◆ Short exercise
The records that follow need to be output exactly as they are.

◆ Data shown
★ ★ ★ ★ ★ ★ ★

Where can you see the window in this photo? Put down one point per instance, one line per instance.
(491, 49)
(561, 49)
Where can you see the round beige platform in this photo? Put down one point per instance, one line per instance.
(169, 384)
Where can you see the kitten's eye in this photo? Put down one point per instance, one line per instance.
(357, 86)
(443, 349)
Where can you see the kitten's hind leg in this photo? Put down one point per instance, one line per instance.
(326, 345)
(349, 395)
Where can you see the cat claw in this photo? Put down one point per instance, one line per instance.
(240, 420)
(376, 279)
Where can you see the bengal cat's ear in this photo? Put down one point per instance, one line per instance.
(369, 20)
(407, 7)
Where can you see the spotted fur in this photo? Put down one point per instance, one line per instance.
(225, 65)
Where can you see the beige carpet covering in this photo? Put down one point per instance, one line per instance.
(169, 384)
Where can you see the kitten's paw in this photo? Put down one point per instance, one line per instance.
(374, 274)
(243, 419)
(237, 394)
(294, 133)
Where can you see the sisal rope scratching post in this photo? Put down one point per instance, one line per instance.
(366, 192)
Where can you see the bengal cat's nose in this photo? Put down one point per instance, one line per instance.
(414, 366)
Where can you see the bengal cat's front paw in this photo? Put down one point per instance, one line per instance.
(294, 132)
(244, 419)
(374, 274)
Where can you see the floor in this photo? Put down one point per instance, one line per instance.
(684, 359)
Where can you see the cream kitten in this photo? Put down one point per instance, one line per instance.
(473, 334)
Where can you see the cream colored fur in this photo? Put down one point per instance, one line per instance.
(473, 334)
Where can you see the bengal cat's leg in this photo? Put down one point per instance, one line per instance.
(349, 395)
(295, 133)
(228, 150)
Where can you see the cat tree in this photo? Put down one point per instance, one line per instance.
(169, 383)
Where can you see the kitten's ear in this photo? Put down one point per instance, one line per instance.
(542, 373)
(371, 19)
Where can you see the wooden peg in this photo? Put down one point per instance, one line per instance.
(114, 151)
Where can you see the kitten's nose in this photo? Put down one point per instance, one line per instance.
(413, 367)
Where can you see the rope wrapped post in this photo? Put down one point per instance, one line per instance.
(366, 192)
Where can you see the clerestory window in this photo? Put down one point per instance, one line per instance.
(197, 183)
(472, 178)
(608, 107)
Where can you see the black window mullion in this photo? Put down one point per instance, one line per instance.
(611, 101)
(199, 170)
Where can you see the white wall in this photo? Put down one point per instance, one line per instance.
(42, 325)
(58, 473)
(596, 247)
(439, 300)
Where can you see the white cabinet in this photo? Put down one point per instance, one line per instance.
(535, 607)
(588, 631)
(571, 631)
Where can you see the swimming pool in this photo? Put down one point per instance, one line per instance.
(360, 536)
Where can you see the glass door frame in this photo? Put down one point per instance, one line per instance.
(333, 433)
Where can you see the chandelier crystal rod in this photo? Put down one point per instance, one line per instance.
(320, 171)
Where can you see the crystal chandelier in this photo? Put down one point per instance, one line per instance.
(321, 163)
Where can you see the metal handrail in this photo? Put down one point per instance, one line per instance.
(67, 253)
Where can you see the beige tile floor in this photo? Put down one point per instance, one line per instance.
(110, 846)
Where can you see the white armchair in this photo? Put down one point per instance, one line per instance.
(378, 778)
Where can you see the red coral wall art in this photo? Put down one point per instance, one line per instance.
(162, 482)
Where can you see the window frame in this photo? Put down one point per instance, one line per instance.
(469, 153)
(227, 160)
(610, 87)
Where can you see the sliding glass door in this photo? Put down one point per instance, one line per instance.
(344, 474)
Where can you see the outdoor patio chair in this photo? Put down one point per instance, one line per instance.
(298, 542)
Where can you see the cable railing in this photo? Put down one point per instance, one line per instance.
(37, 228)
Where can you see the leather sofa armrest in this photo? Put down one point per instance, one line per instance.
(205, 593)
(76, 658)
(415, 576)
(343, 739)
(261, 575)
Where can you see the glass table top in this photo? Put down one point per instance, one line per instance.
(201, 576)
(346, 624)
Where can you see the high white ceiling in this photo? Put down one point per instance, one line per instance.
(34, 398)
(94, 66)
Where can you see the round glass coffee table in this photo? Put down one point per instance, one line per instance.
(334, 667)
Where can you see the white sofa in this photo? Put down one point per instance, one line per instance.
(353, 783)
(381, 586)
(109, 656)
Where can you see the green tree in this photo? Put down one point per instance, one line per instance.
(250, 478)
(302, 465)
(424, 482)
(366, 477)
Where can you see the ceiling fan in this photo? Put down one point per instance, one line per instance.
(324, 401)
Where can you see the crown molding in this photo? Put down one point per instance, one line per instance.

★ ★ ★ ★ ★ ★ ★

◆ Reply to the exercise
Where can you see the window in this photo? Put down one point per instance, one line per instance.
(491, 49)
(561, 49)
Where can you see the round beige platform in this photo? Put down one point per instance, one line per instance.
(169, 384)
Where can you see the kitten's eye in this photo? Put down one point per instance, one line per instance.
(357, 86)
(443, 349)
Where can you see the kitten's hind leg in this photo? Put down one point per instance, one line per instance.
(326, 345)
(349, 395)
Where can you see the cat claw in this photo? Put down one point per instance, one line per instance.
(240, 420)
(376, 279)
Where can you see the bengal cat's ear in this photo? Put down one point per instance, one line per instance.
(369, 20)
(407, 7)
Where can you see the spotted fur in this photo? Put down one point per instance, one line per instance.
(225, 65)
Where can you see the beige carpet covering in this photo? Put down one point per instance, one line per instance.
(169, 384)
Where can you see the kitten's paw in this photo? Put down one point per instance, one line per instance.
(374, 274)
(243, 419)
(237, 394)
(294, 133)
Where can you see the sisal rope scratching post in this photo? Put down one point per instance, one line per instance.
(366, 192)
Where can you see the bengal cat's nose in this photo? Put down one point per instance, one line per instance.
(414, 366)
Where can you see the bengal cat's front paw in this photo? Put down one point per instance, one line per instance.
(294, 132)
(244, 419)
(374, 274)
Where can you see the floor in this photo? Put down one point per instance, one line per instance.
(684, 359)
Where can you see the cream kitten in this photo? Put down one point per instance, one line per instance.
(473, 334)
Where can you see the cream colored fur in this photo? Put down one point per instance, one line per instance.
(473, 334)
Where can you see the bengal cat's leg in this photo? Put down one point per instance, one line per instance.
(349, 395)
(295, 133)
(228, 150)
Where can you see the cat tree in this photo? Put down one point per instance, one line per instance.
(169, 383)
Where can you see the kitten's ear in this photo? Put down one point per instance, one line per instance.
(542, 373)
(371, 19)
Where can you see the wooden peg in this photo? Put down one point per instance, one line per instance.
(114, 151)
Where can you see the kitten's nose in this photo? Put down one point per instance, one line per instance.
(413, 367)
Where can you see the rope wrapped post in this photo? Put down one point per instance, one line per instance.
(366, 192)
Where can you see the clerestory window in this photo? Put down one point per instance, one line per instance.
(197, 183)
(472, 178)
(608, 107)
Where can you see the black window mullion in this photo? Put down one point per instance, one line per instance.
(611, 101)
(199, 170)
Where can you see the white wall in this photo? Put down one point per instance, one line per instance.
(42, 325)
(58, 473)
(596, 247)
(439, 300)
Where can you see the white cabinet in this photo? Put down one point per instance, one line per instance.
(535, 607)
(588, 631)
(571, 631)
Where can you see the swimming pool in this photo? Put down one point per instance, one line per instance.
(360, 536)
Where can you see the glass door frame in this photo? Put down one point per instance, one line per instance.
(333, 433)
Where can you see the chandelier crystal rod in this photo? Put down one point per instance, one line per instance.
(320, 171)
Where can you see the crystal chandelier in this photo? Put down one point per instance, one line per instance.
(321, 163)
Where can you see the metal handrail in this photo? Put down one point per instance, one line per instance.
(67, 253)
Where can you see the beige tile floor in this photo? Put down one point per instance, one line per instance.
(110, 846)
Where can you see the white armchair in this photo? Put down one point per instance, one line per instance.
(378, 778)
Where can you see the red coral wall art in this photo? Put down one point per instance, one line per instance.
(162, 482)
Where can you see the window frame in this photo? Put down one point per instance, one line per instance.
(469, 153)
(227, 160)
(610, 87)
Where can you see the sliding glass door in this photo? Put down one point per instance, one line per instance.
(344, 474)
Where can you see the outdoor patio chair in this photo? Put down one point per instance, one line per instance.
(298, 542)
Where can you see the cable railing in this photo? Put down one point per instance, one line per instance.
(37, 228)
Where can you see the leather sofa armrest in this photo? Put down one point per instance, one line per instance.
(205, 593)
(76, 658)
(415, 576)
(343, 739)
(261, 575)
Where can you see the glass table top in this photo? Put down one point per instance, one line per instance.
(201, 576)
(346, 624)
Where can you see the high white ceiling in this photo? Put down one point per instance, one line per instance.
(34, 398)
(94, 66)
Where can you see the round glass coffee table in this photo? Put down one point per instance, one line per instance.
(334, 667)
Where can you see the white sofa in this photo? Put down one point per instance, one line per instance.
(353, 783)
(381, 586)
(109, 656)
Where can you see the green tree in this photo? Put down one point per instance, one line per instance.
(250, 478)
(302, 465)
(424, 482)
(366, 477)
Where can you see the ceiling fan in this photo? Put down one point per instance, one line per instance.
(324, 401)
Where can you see the crown molding in this photo? Put down one point per instance, one line per instance.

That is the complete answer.